◆ **Exercise objective**
Reproduce every line of the records below verbatim, but leave out the pictures.
START Stored records
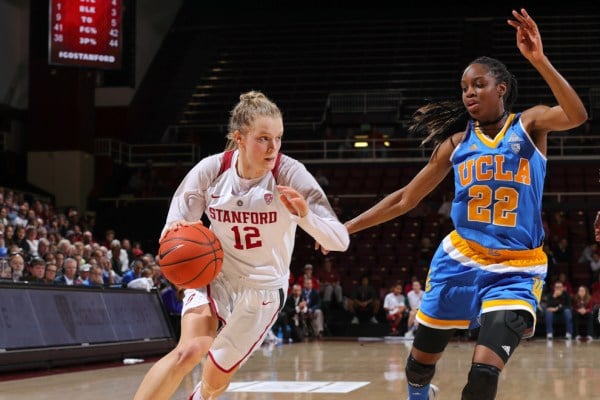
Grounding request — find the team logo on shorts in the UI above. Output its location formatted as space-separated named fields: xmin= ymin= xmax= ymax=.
xmin=265 ymin=193 xmax=273 ymax=205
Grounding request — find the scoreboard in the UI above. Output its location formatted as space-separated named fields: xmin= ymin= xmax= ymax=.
xmin=48 ymin=0 xmax=123 ymax=70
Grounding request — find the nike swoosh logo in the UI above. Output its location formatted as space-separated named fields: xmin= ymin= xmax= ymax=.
xmin=158 ymin=244 xmax=183 ymax=259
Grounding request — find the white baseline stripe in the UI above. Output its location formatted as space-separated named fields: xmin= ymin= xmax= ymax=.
xmin=227 ymin=381 xmax=370 ymax=393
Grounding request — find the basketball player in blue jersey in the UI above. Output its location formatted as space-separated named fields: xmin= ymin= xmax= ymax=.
xmin=135 ymin=91 xmax=350 ymax=400
xmin=346 ymin=9 xmax=587 ymax=400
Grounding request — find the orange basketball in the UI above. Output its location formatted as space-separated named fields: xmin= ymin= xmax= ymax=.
xmin=158 ymin=223 xmax=223 ymax=289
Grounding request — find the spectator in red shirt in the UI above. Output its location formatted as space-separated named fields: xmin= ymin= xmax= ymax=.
xmin=296 ymin=264 xmax=321 ymax=291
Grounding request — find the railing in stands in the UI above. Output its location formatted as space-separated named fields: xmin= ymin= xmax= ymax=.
xmin=95 ymin=131 xmax=600 ymax=166
xmin=94 ymin=138 xmax=198 ymax=166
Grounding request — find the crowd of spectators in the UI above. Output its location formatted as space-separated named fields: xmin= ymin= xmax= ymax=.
xmin=0 ymin=187 xmax=169 ymax=291
xmin=0 ymin=187 xmax=600 ymax=340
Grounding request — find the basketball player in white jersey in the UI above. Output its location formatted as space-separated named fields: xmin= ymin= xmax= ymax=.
xmin=134 ymin=91 xmax=350 ymax=400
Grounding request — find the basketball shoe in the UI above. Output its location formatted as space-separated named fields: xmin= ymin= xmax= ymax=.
xmin=406 ymin=383 xmax=440 ymax=400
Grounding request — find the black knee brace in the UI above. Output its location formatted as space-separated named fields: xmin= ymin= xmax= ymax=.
xmin=406 ymin=354 xmax=435 ymax=387
xmin=477 ymin=310 xmax=529 ymax=364
xmin=461 ymin=364 xmax=500 ymax=400
xmin=413 ymin=325 xmax=454 ymax=354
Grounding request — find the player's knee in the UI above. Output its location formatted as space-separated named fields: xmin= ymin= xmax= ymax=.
xmin=175 ymin=337 xmax=212 ymax=370
xmin=462 ymin=364 xmax=500 ymax=400
xmin=406 ymin=354 xmax=435 ymax=387
xmin=477 ymin=310 xmax=531 ymax=364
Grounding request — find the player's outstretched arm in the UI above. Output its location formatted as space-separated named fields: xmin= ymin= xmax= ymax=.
xmin=345 ymin=134 xmax=452 ymax=233
xmin=507 ymin=8 xmax=587 ymax=134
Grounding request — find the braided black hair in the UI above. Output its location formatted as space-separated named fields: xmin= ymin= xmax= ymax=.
xmin=408 ymin=56 xmax=517 ymax=146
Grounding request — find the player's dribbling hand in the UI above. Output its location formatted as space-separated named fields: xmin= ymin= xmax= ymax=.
xmin=277 ymin=185 xmax=308 ymax=218
xmin=158 ymin=219 xmax=204 ymax=242
xmin=315 ymin=242 xmax=329 ymax=256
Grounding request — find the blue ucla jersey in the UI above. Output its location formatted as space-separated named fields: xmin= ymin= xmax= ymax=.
xmin=451 ymin=113 xmax=546 ymax=250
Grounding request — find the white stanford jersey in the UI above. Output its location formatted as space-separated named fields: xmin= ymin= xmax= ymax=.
xmin=165 ymin=150 xmax=350 ymax=289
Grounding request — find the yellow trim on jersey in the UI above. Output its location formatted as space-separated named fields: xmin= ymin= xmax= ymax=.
xmin=481 ymin=299 xmax=537 ymax=339
xmin=481 ymin=299 xmax=535 ymax=314
xmin=450 ymin=231 xmax=548 ymax=268
xmin=475 ymin=114 xmax=515 ymax=149
xmin=417 ymin=309 xmax=470 ymax=329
END Stored records
◆ **Written solution**
Grounding request — find the team logo on shorts in the UI above. Output its location formatted as space-separated named fields: xmin= ymin= xmax= ymax=.
xmin=265 ymin=193 xmax=273 ymax=205
Grounding request — find the scoreboard in the UI above. Output its location formatted as space-separated named fields: xmin= ymin= xmax= ymax=.
xmin=48 ymin=0 xmax=123 ymax=70
Grounding request — find the nike swoosh logo in the UI above. Output its location formatted as space-separated named fields: xmin= ymin= xmax= ymax=.
xmin=158 ymin=244 xmax=183 ymax=259
Grounding request — find the white baseline stripe in the UI above. Output its location formatted as space-separated named fields: xmin= ymin= xmax= ymax=.
xmin=227 ymin=381 xmax=370 ymax=393
Grounding request — find the basketball player in blue jersey in the UI above. Output its location formatted as space-separated named fields: xmin= ymin= xmax= ymax=.
xmin=135 ymin=91 xmax=350 ymax=400
xmin=346 ymin=9 xmax=587 ymax=400
Grounding request — find the orange basketball in the UI above. Output its location formatted as space-separated named fields: xmin= ymin= xmax= ymax=.
xmin=158 ymin=223 xmax=223 ymax=289
Grounding request — find the spectator in red shirt in the UI above. Output its location formatted as space-separated named fields: xmin= ymin= xmax= ymax=.
xmin=296 ymin=264 xmax=321 ymax=291
Grounding request — find the railing in stands in the UI above. Output its location formatted as space-separated named fields: xmin= ymin= xmax= ymax=.
xmin=95 ymin=131 xmax=600 ymax=166
xmin=94 ymin=138 xmax=198 ymax=166
Grounding request — find the crowd of spectators in the UI above. Output its location formatted as space-separated named fields: xmin= ymin= xmax= ymax=.
xmin=0 ymin=187 xmax=169 ymax=291
xmin=0 ymin=187 xmax=600 ymax=340
Grounding request — find the basketball player in white jersey in the UI above. Output its location formatted as space-separated named fields: xmin= ymin= xmax= ymax=.
xmin=134 ymin=91 xmax=350 ymax=400
Grounding request — find the basketball shoe in the UI above. Output its location formatted as space-separated named fields: xmin= ymin= xmax= ymax=.
xmin=406 ymin=383 xmax=440 ymax=400
Grounding request — find the black knee brace in the UI above. Output its location formatted as space-separated named fields: xmin= ymin= xmax= ymax=.
xmin=406 ymin=354 xmax=435 ymax=387
xmin=477 ymin=310 xmax=529 ymax=364
xmin=461 ymin=364 xmax=500 ymax=400
xmin=413 ymin=325 xmax=454 ymax=354
Grounding request — find the player's knee in the UI above. Output its location formatted as space-separated named fields: xmin= ymin= xmax= ymax=.
xmin=175 ymin=337 xmax=212 ymax=370
xmin=462 ymin=364 xmax=500 ymax=400
xmin=406 ymin=354 xmax=435 ymax=387
xmin=477 ymin=310 xmax=531 ymax=364
Grounding request — find the player's outstretched arm in the UI above. Output its location formatted as space-separated named fields: xmin= ymin= xmax= ymax=.
xmin=345 ymin=134 xmax=452 ymax=233
xmin=507 ymin=8 xmax=587 ymax=134
Grounding request — find the braided black hair in the UI above. Output its location formatted as space-separated named fields: xmin= ymin= xmax= ymax=.
xmin=408 ymin=56 xmax=517 ymax=146
Grounding request — find the player's dribbling hand in the UI above. Output its location formatted as space-separated named fields: xmin= ymin= xmax= ymax=.
xmin=277 ymin=185 xmax=308 ymax=218
xmin=158 ymin=219 xmax=204 ymax=242
xmin=315 ymin=242 xmax=329 ymax=256
Grounding request — find the blue ucla jersey in the UI above. Output its location formatted as space-separated named fields: xmin= ymin= xmax= ymax=.
xmin=451 ymin=113 xmax=546 ymax=250
Grounding request — find the white stanford jersey in the UI above. Output its location formatted as space-separated named fields: xmin= ymin= xmax= ymax=.
xmin=165 ymin=150 xmax=350 ymax=289
Grounding request — find the yellow trim on jersey in the UI above. Output its location formatted as space-separated named fields: xmin= ymin= xmax= ymax=.
xmin=481 ymin=299 xmax=537 ymax=339
xmin=481 ymin=299 xmax=535 ymax=314
xmin=450 ymin=231 xmax=548 ymax=268
xmin=475 ymin=114 xmax=515 ymax=149
xmin=417 ymin=309 xmax=470 ymax=329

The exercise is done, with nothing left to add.